**The task:**
Output nothing but the lines from the line with "of the calm" through the end of the listing below, both ends included.

━━━ Given entries ━━━

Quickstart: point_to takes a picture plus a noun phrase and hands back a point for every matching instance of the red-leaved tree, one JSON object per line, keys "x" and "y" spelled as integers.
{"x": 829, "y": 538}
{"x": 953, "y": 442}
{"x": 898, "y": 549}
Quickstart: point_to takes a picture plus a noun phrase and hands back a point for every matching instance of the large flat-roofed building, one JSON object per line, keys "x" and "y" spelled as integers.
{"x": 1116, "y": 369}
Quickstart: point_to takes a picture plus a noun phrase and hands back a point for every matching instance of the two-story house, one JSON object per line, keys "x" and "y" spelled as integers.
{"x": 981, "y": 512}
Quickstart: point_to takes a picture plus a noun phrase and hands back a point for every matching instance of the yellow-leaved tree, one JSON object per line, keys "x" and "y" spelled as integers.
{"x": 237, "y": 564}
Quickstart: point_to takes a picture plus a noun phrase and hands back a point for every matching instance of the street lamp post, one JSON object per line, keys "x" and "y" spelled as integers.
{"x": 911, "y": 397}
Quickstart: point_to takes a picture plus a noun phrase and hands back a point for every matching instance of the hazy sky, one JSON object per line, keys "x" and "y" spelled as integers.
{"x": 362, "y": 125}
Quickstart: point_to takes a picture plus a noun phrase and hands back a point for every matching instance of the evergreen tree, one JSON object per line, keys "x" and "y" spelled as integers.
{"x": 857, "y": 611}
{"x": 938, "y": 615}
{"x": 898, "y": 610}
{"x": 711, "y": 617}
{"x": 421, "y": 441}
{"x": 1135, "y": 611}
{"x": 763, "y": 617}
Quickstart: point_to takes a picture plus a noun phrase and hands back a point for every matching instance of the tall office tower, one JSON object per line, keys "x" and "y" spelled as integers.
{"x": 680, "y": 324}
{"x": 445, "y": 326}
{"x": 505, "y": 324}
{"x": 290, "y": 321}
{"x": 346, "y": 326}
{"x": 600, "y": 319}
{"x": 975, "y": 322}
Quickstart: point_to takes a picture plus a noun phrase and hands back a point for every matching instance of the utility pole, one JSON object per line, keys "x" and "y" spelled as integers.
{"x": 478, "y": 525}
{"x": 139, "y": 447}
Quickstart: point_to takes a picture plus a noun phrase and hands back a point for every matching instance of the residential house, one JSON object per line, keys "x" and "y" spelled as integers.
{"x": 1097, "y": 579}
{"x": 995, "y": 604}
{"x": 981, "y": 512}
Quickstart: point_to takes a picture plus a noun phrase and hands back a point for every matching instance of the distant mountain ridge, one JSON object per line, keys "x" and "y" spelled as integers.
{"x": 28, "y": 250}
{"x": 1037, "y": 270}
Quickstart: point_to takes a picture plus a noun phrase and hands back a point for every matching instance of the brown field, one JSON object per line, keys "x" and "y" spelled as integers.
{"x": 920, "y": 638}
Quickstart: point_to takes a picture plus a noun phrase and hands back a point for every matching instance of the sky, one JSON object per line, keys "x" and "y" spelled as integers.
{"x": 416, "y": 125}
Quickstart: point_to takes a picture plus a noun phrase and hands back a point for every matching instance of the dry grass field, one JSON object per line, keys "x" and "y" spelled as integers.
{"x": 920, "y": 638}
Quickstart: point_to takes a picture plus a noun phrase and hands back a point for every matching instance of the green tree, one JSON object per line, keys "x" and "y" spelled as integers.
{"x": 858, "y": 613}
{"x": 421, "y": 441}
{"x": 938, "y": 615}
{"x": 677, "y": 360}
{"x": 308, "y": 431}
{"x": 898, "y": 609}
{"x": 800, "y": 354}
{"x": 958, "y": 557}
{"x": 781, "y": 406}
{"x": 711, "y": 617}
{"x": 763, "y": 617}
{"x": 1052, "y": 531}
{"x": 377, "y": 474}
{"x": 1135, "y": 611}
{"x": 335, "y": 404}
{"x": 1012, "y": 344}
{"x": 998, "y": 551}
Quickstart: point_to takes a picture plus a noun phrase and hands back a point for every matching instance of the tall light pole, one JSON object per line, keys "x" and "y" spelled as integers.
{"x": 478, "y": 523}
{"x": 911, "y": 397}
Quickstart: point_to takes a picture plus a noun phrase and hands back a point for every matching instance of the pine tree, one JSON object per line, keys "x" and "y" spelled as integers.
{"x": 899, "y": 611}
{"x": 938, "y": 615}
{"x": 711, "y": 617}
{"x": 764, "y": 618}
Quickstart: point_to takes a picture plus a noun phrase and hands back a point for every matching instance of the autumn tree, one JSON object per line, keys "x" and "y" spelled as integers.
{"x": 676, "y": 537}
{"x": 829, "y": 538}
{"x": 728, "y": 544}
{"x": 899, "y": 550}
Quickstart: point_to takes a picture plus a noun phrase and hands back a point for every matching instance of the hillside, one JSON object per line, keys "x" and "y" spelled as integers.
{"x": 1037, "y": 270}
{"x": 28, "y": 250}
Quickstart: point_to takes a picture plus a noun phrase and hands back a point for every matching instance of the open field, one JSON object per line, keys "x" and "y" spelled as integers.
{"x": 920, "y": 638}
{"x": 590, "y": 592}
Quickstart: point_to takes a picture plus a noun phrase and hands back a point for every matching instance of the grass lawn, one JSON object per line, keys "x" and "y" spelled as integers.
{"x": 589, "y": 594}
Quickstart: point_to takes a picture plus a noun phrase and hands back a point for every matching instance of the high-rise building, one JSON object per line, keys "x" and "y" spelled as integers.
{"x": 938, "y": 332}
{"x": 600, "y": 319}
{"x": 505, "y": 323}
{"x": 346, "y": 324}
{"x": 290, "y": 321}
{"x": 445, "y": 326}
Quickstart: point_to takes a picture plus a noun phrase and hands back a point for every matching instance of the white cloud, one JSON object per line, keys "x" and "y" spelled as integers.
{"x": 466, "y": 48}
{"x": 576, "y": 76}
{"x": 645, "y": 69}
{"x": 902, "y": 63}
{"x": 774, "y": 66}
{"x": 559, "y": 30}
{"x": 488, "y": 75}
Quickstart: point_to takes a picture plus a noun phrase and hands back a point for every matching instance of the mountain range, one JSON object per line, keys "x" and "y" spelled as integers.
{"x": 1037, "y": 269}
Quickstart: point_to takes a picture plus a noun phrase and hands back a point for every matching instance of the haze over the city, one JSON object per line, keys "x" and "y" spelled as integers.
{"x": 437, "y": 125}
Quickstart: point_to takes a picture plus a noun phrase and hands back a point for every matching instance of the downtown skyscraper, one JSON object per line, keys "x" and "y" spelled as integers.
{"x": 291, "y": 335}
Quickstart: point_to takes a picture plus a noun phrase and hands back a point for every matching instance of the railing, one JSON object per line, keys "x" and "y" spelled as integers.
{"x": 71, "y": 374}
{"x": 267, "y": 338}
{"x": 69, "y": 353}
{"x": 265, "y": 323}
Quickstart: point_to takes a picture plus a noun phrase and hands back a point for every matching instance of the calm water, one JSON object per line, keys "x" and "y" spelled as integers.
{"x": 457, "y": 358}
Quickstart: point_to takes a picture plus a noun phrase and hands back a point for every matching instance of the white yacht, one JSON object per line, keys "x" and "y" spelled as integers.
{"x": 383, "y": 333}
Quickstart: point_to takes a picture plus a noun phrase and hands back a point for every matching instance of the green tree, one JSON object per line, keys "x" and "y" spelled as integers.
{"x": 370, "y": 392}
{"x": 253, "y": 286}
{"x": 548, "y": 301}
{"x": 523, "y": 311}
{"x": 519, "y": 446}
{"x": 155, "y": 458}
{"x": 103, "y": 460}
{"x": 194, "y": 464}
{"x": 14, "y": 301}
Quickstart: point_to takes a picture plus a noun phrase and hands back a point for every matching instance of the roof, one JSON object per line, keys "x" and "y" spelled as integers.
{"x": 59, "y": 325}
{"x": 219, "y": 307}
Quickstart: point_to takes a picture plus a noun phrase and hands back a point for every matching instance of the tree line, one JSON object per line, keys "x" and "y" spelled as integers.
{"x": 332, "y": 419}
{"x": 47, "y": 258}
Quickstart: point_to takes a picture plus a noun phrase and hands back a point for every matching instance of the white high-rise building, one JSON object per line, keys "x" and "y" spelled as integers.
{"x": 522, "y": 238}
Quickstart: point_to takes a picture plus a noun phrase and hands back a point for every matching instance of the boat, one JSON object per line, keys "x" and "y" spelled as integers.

━━━

**The completed task:**
Quickstart: point_to takes a picture plus a noun phrase and hands back a point for every matching instance of the calm water, one JSON object per line, keys "x" and "y" spelled as integers.
{"x": 457, "y": 358}
Quickstart: point_to takes a picture plus a noun phrase and hands back a point for every matching instance of the white yacht, one JSON object per line, keys "x" and "y" spelled as integers.
{"x": 383, "y": 333}
Quickstart: point_to takes a picture plus a noun phrase and hands back a point for every matching instance of the green tree, one JSON object per line, keys "x" and "y" spelled as integers.
{"x": 370, "y": 392}
{"x": 253, "y": 286}
{"x": 548, "y": 301}
{"x": 523, "y": 311}
{"x": 519, "y": 446}
{"x": 155, "y": 458}
{"x": 103, "y": 460}
{"x": 194, "y": 464}
{"x": 14, "y": 301}
Quickstart: point_to takes a picture plus a noun phrase and hands back a point for every matching instance of the roof, one JSON object per line, keys "x" and "y" spelled as integers.
{"x": 59, "y": 325}
{"x": 219, "y": 307}
Quickstart: point_to takes a picture plus a noun phrase and hands back a point for every matching instance of the tree line, one JSON object per line, keys "x" and "y" spelled as integers.
{"x": 332, "y": 419}
{"x": 47, "y": 258}
Quickstart: point_to takes a picture plus a noun phrase and hands back a point for every matching instance of the white high-rise building, one JSON object per line, keys "x" and "y" spelled as integers.
{"x": 522, "y": 238}
Quickstart: point_to takes a picture plus a noun phrase and hands back a point for every matching instance of the boat, one JSON object per line, keys "x" and "y" spelled as integers.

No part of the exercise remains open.